### Source excerpt
[Begin]

Buying a house is more than just picking the right place—it’s about nailing the details that can make or break your experience. Sure, we all know about checking for a sturdy roof or a working cooling system, but what about the nitty-gritty legal stuff?
You know, those ‘Force Majeure’ clauses that could throw your plans out the window or the sneaky bits like prorations and special assessments. This video is about those six crucial but easy-to-miss parts of real estate contracts that can burn you if you’re unaware.
And you know what? Sometimes, even top-notch real estate agents might miss pointing out these things (and lower-notch agents). It’s not always obvious at first why they’re important. But trust me, you don’t want to learn the hard way that these details matter. So, let’s dive in and uncover these hidden gems together. It’s all about staying one step ahead and ensuring your dream home doesn’t become a legal headache after you get the keys.
What the heck is “Force Majeure?”
“Force Majeure” in real estate contracts refers to extraordinary events or circumstances beyond the control of the parties involved, such as natural disasters (like earthquakes or hurricanes), war, strikes, or acts of government. These events are considered unforeseeable and unavoidable. When a Force Majeure clause is included in a real estate contract, it typically excuses one or both parties from fulfilling their contractual obligations when such events occur.
For instance, if a major storm drops a tree on a home the day before closing, it will impact the terms of the contract. The Force Majeure clause might allow the seller to extend the deadline without facing penalties or delay so that the house can be returned to its pre-storm condition. The specific applications and consequences of a Force Majeure event can vary based on the wording of the contract and the legal context in which it is interpreted.
A Force Majeure clause can provide critical relief in unexpected and uncontrollable situations, but its impact depends heavily on the specific circumstances, the contractual language, and the applicable legal standards.
If you have never worked with a real estate agent who understands the contract inside and out, you’ll certainly understand their value if you find yourself dealing with a force majeure scenario. You definitely don’t want to learn this lesson when moving during hurricane season in Florida!
“Closing” Doesn’t Necessarily Mean “Possession”

[End]

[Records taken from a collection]
[Begin]

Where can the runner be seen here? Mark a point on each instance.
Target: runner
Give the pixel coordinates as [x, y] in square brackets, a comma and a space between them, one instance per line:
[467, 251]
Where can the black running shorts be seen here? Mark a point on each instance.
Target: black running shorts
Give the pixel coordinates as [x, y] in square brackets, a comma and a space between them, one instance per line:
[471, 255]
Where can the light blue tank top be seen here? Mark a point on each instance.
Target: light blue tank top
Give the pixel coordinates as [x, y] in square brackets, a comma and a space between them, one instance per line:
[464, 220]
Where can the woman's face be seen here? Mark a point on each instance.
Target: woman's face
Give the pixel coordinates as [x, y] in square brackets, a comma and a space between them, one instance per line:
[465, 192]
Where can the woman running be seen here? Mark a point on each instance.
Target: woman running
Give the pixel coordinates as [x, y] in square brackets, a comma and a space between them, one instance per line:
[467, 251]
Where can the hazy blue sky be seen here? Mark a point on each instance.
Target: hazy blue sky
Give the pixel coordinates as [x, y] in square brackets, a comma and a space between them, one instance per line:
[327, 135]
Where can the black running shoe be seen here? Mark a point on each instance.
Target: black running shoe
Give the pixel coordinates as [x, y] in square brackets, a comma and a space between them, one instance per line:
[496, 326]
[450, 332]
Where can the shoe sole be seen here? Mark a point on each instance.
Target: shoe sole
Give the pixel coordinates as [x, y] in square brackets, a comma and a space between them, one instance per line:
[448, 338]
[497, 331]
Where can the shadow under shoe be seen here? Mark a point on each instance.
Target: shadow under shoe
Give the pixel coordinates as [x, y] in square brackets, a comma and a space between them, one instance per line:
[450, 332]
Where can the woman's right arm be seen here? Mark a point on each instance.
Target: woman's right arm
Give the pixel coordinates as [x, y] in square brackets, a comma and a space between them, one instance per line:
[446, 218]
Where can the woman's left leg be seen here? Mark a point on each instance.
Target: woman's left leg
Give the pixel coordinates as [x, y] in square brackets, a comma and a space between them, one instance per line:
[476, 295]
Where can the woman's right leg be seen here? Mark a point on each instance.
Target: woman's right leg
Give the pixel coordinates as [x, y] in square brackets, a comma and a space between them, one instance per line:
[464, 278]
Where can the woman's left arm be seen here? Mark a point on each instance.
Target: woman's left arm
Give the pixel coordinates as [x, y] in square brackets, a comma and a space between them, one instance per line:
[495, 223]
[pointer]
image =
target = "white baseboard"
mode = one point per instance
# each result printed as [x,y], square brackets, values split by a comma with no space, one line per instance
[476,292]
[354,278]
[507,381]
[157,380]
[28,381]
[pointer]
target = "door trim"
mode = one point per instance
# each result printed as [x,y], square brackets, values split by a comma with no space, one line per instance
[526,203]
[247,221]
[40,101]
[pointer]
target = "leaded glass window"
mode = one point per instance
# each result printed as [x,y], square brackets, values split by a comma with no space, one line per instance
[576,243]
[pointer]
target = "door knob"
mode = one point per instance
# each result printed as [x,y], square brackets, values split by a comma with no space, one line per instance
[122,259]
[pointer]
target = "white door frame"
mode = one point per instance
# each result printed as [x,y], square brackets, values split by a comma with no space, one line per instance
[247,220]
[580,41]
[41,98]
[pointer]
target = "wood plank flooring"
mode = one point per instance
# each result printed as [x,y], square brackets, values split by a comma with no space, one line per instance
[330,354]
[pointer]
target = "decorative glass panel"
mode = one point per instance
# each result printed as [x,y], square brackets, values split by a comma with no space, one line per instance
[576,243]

[End]

### Required actions
[1] In two sentences, sum up the text on real estate contracts.
[2] Using the text on real estate contracts, answer these questions:
(a) How many easy-to-miss parts of real estate contracts does it say it covers?
(b) What example does it give of something happening the day before closing?
(c) When and where does it say you definitely don't want to learn the Force Majeure lesson?
[3] Continue the text on real estate contracts, picking up after its final line, the heading "'Closing' Doesn't Necessarily Mean 'Possession'".

### Answers for this exercise
[1] The text on real estate contracts warns home buyers about six easy-to-miss contract details, such as Force Majeure clauses, prorations, and special assessments, that even good agents may not point out. It explains that a Force Majeure clause covers extraordinary events beyond anyone's control, like natural disasters, war, or strikes, and can excuse the parties from their obligations, though its effect depends on the contract's wording and the legal setting.

[2]
(a) Six.
(b) A major storm drops a tree on a home.
(c) When moving during hurricane season in Florida.

[3]
In a real estate contract, the terms “closing” and “possession” refer to two distinct but related aspects of the property transfer process:
Closing: This is the final step in a real estate sale where the buyer officially becomes the property’s owner. It involves signing documents, paying the purchase price, and handling fees. Once paperwork is finalized and payments made, the sale is complete.
Possession: This is when the buyer gets to move into the property. It typically occurs immediately after closing, but the contract might specify a different time (or perhaps, a condition could establish this date that surprises the buyer). The exact terms of possession depend on the agreement between the buyer and seller.
The specific terms regarding closing and possession are crucial in a real estate contract and can vary greatly depending on the agreement between the buyer and seller. The contract should clearly define these terms to avoid any misunderstandings or disputes. Make sure your real estate agent briefs you on closing and possession before you sign an offer or contract; you’ll need to know when you must be in or out of the home.
Let me share a story that vividly illustrates why it’s crucial to understand that certain terms in real estate are not interchangeable and should be taken seriously. Picture this: we were representing a buyer, thrilled to be on the cusp of owning their dream home. As part of the process, and with the closing date just a week away, we conducted a final inspection of the property, following the completion of agreed-upon repairs. What we encountered was unexpected—the current homeowner appeared to have made no preparations whatsoever for their impending move.
Curious and a bit concerned, our agent inquired about the seller’s moving plans. The seller casually mentioned they were moving to a new location, but their move was scheduled for a few days after our planned closing date. The conversation took a turn when our agent asked where they intended to store their furniture until then. It became painfully clear that the seller was under the impression they didn’t need to vacate the property on the closing day. This misunderstanding stemmed from a failure in communication by the seller’s agent, who hadn’t clarified the contract terms.
This oversight led to the seller having to scramble at the last minute, incurring additional costs for a rushed move. Imagine the legal problems the seller might have encountered had our agent not saved the day. This scenario underscores a lesson we always emphasize: If you are of the mindset that your agent selection is not important, it will only take one bad move to change your mind!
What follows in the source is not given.